----- Selected excerpt
The COVID-19 vaccine might protect individuals but a well-designed vaccination programme will have to be put in place to control COVID-19 transmission and reduce disease burden in the community, T. Jacob John, renowned virologist and former Professor, Christian Medical College, Vellore, has said.
While health-care workers, those above 65 years, and those with co-morbidities have been prioritised for administering COVID-19 vaccine, vaccinating these special groups will not be enough for returning to reasonably relaxed normal life, Dr. John, who also heads the five-member committee set up by the State government to explore the possibility of vaccine production in Kerala, said.
He was speaking at a webinar on ‘COVID Vaccines: Prospects and Problems’, organised by the Thiruvananthapuram branch of the Indian Medical Association here on Friday.
The current vaccination platform in the country, that of the Universal Immunisation Programme, will not be enough for COVID vaccination if the government intended to administer vaccines to the elderly population, he pointed out.
Vaccination will have to be a supervised activity and adverse effects following vaccination will have to be closely scrutinised, and most importantly, a good documentation and data management system and a system for closely following up vaccinated persons in the long term would all have to be set up, all of which made COVID vaccination a challenging prospect, Dr. John said.
While theoretically there need not be much worry over the safety of the mRNA (Pfizer and Moderna) or the adenovirus- vectored DNA vaccine (Sputnik V and Astra Zeneca-Oxford), both of which are different from classical pathways used for designing vaccines, the regulatory agencies in the country will have to set up an independent panel of experts and evaluate more than just data at the level of the Data and Safety Monitoring Board before giving final approval, he cautioned.
“The Drugs Control General of India should independently evaluate the entire protocols of the Phase 3 trials of the intended vaccine, the interpretation of the results, and scrutinise if the safety and efficacy claims are accurate and plausible,” Dr. John said.
He, however, warned that all hopes should not be pinned on vaccines to end the pandemic or to stop the course of the virus.
One would have to wait and see whether SARS-CoV-2 would behave like a respiratory virus (which causes repeated re-infections) or a systemic infectious virus to assess how effective and how long the vaccine-induced protection would last.
Because of these uncertainties, people should not relax their guard and would have to diligently follow universal masking and all other COVID-19 safety protocols for a longer time, Dr. John said.
----------
• [Exercises to complete]
1. According to the article on COVID-19 vaccination, which organization held the webinar where Dr. John spoke?
2. Summarize the article on COVID-19 vaccination in two sentences.
----- Supplied material
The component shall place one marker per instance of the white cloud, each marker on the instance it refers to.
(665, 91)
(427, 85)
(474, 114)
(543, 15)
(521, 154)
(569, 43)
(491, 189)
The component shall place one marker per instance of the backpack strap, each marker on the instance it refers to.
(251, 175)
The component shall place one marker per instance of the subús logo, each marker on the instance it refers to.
----------
• [Results by task]
1. The Thiruvananthapuram branch of the Indian Medical Association.

2. Virologist T. Jacob John said that vaccinating only priority groups won't be enough to control COVID-19 transmission, and that a well-designed program with supervision, close scrutiny of adverse effects, good data management and long-term follow-up will be needed. He also urged independent regulatory evaluation of Phase 3 trial data and warned that, because of uncertainty over how long vaccine protection will last, people must keep masking and following other safety protocols for longer.